# What this task involves:
When you reach the line with "Target: red and white train" in the listing below, transcribe it and each line after it up to and including the line with "Target: railway track", exactly and with nothing else.

# Material provided:
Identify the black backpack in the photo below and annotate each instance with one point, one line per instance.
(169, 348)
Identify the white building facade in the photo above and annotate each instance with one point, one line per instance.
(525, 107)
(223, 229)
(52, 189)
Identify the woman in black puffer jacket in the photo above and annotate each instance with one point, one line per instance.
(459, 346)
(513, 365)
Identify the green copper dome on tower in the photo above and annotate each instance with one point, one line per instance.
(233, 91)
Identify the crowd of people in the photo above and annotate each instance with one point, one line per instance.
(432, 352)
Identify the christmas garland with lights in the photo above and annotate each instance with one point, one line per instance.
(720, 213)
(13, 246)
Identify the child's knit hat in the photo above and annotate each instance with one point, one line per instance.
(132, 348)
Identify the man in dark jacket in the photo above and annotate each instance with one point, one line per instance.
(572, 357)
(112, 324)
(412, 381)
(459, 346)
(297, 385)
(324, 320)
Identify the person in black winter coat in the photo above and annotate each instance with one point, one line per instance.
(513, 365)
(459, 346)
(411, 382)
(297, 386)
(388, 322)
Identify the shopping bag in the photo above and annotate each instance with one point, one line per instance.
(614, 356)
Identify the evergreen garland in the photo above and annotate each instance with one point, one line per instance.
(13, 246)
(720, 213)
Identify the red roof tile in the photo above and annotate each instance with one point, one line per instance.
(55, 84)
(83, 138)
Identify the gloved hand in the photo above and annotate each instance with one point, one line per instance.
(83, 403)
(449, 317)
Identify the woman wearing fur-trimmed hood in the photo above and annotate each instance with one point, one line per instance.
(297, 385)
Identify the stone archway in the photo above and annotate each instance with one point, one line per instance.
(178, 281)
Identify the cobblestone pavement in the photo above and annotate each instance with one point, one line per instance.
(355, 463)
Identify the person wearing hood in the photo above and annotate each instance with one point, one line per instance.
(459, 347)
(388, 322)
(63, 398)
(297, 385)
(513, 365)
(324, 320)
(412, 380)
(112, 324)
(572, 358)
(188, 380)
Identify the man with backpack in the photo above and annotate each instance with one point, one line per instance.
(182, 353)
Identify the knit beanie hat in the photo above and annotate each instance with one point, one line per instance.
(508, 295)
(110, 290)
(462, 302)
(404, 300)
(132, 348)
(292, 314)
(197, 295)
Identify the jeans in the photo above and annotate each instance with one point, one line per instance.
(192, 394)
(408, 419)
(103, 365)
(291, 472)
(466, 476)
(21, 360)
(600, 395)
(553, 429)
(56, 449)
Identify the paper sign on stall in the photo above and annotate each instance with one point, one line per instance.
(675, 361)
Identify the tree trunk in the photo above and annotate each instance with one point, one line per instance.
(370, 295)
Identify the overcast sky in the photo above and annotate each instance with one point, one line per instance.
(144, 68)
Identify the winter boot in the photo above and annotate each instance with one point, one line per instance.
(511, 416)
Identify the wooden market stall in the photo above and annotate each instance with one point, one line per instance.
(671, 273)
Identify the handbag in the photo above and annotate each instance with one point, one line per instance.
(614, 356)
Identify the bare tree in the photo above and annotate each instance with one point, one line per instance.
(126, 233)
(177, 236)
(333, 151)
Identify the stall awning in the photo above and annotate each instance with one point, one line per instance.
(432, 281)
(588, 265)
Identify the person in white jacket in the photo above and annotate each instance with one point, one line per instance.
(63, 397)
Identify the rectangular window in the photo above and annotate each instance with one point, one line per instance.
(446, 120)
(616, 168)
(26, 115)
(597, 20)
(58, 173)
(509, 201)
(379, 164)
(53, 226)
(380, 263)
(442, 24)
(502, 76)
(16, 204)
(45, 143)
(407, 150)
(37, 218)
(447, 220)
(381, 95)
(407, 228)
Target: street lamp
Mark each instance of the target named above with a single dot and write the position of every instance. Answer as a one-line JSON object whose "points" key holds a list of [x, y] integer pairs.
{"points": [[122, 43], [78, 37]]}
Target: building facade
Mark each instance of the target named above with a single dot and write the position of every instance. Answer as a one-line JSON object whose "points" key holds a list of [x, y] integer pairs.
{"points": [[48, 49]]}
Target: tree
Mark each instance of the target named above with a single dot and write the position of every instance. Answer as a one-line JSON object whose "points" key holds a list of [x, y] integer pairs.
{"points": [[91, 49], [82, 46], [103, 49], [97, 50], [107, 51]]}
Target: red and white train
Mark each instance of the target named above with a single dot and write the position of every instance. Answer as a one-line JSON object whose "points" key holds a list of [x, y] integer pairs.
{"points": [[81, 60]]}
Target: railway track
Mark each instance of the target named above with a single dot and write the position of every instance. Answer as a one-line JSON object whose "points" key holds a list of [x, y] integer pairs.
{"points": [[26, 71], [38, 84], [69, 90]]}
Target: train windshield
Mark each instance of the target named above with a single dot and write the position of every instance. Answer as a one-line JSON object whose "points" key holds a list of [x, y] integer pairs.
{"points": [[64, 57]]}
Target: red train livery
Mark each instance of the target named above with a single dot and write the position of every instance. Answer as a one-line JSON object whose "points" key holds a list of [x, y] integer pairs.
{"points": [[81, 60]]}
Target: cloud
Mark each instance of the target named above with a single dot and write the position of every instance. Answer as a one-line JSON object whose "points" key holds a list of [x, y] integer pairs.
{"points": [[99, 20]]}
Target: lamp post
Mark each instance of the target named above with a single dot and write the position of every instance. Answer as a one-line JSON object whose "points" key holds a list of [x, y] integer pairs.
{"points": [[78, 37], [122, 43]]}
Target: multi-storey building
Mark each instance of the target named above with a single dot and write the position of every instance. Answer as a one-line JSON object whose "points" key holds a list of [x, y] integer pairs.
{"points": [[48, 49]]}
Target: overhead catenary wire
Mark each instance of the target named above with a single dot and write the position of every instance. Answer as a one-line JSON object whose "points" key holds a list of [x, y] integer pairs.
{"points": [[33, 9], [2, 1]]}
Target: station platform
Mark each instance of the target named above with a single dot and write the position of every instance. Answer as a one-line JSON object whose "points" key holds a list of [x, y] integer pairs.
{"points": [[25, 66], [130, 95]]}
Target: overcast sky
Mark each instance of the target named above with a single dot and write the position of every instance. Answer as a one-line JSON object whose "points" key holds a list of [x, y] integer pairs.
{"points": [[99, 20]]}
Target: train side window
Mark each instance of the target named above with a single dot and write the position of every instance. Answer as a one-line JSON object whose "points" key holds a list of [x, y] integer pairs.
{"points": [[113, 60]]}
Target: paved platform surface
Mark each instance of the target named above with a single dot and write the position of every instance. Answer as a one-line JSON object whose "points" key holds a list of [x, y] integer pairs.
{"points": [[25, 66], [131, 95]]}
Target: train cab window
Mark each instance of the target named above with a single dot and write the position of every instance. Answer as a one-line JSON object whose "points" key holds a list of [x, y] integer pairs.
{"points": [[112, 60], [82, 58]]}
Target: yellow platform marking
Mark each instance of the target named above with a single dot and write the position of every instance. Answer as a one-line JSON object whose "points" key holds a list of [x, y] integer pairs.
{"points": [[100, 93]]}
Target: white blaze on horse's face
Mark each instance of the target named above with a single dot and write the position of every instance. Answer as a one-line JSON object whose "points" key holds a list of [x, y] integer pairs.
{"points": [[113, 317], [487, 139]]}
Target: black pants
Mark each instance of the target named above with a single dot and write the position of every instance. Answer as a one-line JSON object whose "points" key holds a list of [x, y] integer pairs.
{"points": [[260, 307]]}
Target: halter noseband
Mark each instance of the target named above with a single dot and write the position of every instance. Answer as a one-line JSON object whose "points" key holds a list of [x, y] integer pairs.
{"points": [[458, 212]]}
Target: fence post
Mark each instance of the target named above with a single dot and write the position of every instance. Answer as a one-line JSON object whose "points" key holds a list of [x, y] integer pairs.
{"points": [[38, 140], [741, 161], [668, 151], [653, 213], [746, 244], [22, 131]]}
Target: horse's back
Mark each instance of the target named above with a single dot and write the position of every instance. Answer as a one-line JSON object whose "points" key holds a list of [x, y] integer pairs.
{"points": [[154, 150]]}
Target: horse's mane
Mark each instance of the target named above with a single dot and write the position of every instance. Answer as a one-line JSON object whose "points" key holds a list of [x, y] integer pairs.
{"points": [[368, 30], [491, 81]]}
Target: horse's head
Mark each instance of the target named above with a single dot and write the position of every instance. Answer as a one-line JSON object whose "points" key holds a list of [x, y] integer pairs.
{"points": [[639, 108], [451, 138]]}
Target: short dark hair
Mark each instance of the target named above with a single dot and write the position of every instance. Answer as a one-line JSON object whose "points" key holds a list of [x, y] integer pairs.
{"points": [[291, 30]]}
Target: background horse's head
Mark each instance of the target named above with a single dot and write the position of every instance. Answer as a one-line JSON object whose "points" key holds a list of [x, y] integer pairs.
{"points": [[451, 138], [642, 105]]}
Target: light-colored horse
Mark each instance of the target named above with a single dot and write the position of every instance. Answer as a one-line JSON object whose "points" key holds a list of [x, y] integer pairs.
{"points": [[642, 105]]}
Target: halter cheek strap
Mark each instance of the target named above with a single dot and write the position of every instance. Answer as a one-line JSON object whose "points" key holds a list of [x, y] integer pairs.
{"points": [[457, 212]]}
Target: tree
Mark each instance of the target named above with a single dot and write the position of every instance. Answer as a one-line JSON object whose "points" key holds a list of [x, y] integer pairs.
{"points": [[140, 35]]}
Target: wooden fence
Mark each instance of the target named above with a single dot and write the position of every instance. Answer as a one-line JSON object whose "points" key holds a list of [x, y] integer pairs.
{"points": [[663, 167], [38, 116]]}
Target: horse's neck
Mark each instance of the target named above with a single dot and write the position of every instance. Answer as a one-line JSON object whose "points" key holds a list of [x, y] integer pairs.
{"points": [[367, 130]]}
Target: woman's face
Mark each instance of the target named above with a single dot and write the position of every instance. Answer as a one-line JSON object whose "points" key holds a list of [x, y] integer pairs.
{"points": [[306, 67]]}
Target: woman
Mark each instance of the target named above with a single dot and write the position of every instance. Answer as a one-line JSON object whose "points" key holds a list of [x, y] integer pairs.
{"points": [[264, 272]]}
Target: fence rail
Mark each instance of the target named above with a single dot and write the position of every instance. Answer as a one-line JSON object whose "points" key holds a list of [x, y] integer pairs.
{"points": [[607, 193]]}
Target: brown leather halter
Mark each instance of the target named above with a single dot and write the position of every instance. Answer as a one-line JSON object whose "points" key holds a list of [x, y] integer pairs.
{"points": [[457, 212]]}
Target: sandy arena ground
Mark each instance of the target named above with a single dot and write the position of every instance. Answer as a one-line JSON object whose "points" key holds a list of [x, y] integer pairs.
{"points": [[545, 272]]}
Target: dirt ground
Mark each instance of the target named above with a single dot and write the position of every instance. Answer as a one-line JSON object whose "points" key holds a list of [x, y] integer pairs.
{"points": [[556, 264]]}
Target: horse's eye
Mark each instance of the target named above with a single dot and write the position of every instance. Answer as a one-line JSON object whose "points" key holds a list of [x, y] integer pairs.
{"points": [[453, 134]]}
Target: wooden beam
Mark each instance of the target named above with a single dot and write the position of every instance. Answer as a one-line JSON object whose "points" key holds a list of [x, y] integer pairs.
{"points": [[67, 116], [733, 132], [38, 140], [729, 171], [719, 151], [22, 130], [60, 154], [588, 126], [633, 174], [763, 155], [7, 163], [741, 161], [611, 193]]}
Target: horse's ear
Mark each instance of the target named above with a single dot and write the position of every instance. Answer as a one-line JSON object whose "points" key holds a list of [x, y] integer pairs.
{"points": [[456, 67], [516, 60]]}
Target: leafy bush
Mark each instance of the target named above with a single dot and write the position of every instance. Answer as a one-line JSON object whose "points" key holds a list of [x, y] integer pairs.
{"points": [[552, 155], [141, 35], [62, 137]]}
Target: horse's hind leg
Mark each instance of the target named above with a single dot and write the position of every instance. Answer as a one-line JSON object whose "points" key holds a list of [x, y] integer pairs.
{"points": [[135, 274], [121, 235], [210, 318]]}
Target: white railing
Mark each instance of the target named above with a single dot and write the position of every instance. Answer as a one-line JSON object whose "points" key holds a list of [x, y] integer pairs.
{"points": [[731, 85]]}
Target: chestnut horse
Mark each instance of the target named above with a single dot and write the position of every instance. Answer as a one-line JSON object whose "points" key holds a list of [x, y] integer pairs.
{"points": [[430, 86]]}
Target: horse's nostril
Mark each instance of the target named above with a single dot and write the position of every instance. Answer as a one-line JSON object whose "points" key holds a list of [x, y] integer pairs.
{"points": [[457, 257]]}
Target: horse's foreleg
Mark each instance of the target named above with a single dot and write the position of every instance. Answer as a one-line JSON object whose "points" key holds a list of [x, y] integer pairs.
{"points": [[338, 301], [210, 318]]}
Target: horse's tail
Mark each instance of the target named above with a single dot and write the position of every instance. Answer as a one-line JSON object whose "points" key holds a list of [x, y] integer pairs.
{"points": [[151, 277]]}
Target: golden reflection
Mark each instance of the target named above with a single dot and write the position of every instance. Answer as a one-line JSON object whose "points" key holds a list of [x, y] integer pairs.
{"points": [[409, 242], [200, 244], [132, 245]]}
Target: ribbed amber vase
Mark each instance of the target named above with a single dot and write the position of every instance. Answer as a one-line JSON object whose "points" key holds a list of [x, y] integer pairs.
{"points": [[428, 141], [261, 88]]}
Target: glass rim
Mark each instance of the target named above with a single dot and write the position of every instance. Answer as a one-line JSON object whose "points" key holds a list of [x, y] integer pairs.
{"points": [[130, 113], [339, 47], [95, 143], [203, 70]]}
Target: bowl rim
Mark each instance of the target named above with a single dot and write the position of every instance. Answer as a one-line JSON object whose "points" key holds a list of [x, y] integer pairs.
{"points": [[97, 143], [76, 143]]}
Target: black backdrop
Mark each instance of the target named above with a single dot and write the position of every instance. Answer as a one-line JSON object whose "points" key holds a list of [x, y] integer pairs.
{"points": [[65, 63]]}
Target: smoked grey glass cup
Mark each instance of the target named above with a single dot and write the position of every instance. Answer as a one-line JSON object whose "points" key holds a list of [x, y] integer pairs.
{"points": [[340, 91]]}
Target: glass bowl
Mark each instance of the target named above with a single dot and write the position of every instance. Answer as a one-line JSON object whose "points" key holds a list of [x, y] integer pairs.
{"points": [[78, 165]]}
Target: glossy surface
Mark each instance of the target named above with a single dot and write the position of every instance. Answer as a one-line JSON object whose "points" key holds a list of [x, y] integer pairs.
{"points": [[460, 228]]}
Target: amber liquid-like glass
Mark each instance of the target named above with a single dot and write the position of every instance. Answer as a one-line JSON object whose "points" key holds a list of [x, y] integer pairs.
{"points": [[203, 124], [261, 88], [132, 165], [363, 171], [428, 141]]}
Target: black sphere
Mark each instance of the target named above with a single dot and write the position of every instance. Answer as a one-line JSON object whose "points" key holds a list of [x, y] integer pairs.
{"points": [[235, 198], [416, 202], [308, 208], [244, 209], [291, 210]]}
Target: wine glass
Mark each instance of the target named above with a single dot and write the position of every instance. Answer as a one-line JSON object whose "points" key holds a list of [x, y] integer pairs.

# Result for this exercise:
Target: red and white train
Mark each instance of the target named above with a single dot and write the position of every instance. Answer as a one-line JSON object whose "points" key holds a list of [x, y] integer pairs.
{"points": [[81, 60]]}
Target: railway track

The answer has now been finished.